• Aim
Go through all of the records below and switch "one point per line" to "each point on its own line" wherever it occurs, leaving every other word unchanged.

• Task input
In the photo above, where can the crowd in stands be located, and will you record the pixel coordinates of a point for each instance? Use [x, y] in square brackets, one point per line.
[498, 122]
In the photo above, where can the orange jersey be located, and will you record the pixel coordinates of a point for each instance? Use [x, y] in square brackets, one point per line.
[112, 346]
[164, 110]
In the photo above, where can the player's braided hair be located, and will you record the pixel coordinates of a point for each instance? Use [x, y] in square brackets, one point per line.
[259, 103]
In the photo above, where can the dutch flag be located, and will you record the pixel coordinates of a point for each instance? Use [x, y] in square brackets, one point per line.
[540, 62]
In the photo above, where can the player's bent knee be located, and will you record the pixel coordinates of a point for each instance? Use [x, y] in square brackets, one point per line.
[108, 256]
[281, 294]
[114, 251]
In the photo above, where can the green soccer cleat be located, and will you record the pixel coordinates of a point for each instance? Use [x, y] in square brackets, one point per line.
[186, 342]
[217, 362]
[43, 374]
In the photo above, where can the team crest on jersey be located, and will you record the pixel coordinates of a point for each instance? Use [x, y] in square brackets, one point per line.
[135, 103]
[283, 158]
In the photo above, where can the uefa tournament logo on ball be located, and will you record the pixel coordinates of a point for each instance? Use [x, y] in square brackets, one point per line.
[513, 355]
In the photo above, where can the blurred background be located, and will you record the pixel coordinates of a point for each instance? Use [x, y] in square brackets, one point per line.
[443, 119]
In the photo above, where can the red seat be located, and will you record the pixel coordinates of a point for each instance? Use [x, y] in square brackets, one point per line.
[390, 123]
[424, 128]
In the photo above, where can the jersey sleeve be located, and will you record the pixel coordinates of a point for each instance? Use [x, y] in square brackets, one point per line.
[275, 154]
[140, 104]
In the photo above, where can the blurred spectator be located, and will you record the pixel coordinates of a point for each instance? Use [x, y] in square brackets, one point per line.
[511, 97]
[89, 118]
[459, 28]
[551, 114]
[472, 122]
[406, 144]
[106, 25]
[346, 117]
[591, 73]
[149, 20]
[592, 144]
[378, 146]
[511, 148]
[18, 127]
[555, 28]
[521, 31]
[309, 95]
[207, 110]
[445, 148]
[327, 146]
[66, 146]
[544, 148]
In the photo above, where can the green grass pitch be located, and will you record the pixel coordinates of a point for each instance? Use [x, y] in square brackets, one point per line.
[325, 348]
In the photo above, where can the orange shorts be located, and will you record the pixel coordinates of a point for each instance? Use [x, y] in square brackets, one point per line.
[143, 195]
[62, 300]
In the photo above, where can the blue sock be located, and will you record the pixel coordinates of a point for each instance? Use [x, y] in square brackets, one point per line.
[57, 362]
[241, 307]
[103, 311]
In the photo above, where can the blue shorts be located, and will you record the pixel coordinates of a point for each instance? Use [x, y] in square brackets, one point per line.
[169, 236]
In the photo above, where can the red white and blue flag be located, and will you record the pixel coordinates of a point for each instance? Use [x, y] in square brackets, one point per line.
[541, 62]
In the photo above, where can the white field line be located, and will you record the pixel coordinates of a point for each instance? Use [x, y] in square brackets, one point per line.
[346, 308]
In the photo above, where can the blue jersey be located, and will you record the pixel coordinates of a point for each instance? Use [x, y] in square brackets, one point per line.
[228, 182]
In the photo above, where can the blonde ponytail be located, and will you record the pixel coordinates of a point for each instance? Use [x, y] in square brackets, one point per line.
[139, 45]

• Response below
In the photo above, where can the crowd in stands be located, and will you record the pixel coordinates of a point for each instance? Use [x, y] in square brackets, each point on its own line.
[498, 122]
In the photo above, where can the orange jersey be located, and will you record the pixel coordinates of a point for each instance? Use [x, y] in square brackets, each point on its own line.
[112, 346]
[164, 110]
In the photo above, where can the player's braided hair be located, and will you record the pixel coordinates of a point for each instance? Use [x, y] in square brackets, each point on its own line.
[259, 103]
In the photo above, where can the dutch flag be located, and will you record the pixel coordinates of a point for each instance? Use [x, y] in square brackets, each point on its own line.
[540, 62]
In the photo above, where can the player's bent knee be located, and will you record the pixel coordinates of a point for each instance? Use [x, y] in square brackets, each point on its own line.
[108, 256]
[281, 294]
[114, 251]
In the photo above, where can the green soccer cleat be located, and will you record the pixel coordinates of a point for each instance? Use [x, y] in square brackets, each point on its own line.
[186, 342]
[217, 362]
[43, 374]
In the photo above, where can the team crest on jersey be located, and will you record the pixel coordinates of a point for each instance? Use [x, y] in square brackets, each point on its own line.
[135, 103]
[283, 158]
In the photo above, where can the uefa tournament logo on ball be located, and will you record the pixel coordinates of a point for each instance? Use [x, y] in square brackets, each point on its own line.
[513, 355]
In the photo above, where can the blurred background be located, and will you record the pixel coordinates of a point for each instance? Use [x, y] in square brackets, each point on its own line.
[443, 119]
In the photo above, where can the red seat be located, and will you record the pixel coordinates of a point for each instance? Use [x, y] in square brackets, each point on its own line.
[390, 123]
[424, 128]
In the photo above, where can the jersey sleeve be located, and will you record the pixel coordinates of a point for each instance? Use [x, y] in square brackets, each point on its own line.
[275, 154]
[140, 104]
In the photo above, where can the blurred spectator be located, and will you record the pixel coordinates of a point for each instance? Use [x, y] in square brackets, each point on its own line.
[511, 97]
[89, 118]
[459, 28]
[551, 114]
[472, 122]
[406, 144]
[106, 25]
[346, 117]
[591, 73]
[149, 20]
[592, 144]
[378, 146]
[511, 148]
[18, 127]
[555, 28]
[521, 31]
[309, 95]
[207, 110]
[445, 148]
[327, 146]
[66, 146]
[544, 148]
In the photo above, where can the green grass pitch be located, and will you record the pixel coordinates of a point for each instance? Use [x, y] in square brackets, each point on its own line.
[325, 348]
In the photo above, where can the orange shorts be located, and will you record the pixel coordinates of a point for each instance? Use [x, y] in square brackets, each point on its own line.
[143, 195]
[62, 300]
In the photo above, where can the blue sock be located, and will you record the pixel coordinates of a point for each instance? Use [x, y] in square brackets, each point on its own line.
[57, 362]
[241, 307]
[103, 311]
In the photo above, where can the blue shorts be located, and will you record the pixel coordinates of a point for each instance? Use [x, y] in square brackets, each point on its own line.
[169, 236]
In the photo above, where can the red white and blue flag be located, and will you record the pixel coordinates of a point for each instance? Use [x, y] in square brackets, each point on its own line.
[541, 62]
In the photo above, where can the white field line be located, and will you record the pixel coordinates of a point for each instance? Use [x, y] in square brackets, each point on its own line.
[346, 308]
In the photo above, where can the blue jersey be located, and will you record the pixel coordinates of a point for each instance? Use [x, y] in square brackets, each point on its own line.
[228, 182]
In the photo above, where can the blonde ponytail be located, and will you record the pixel coordinates of a point for each instance? Use [x, y] in square brackets, each point on its own line.
[139, 45]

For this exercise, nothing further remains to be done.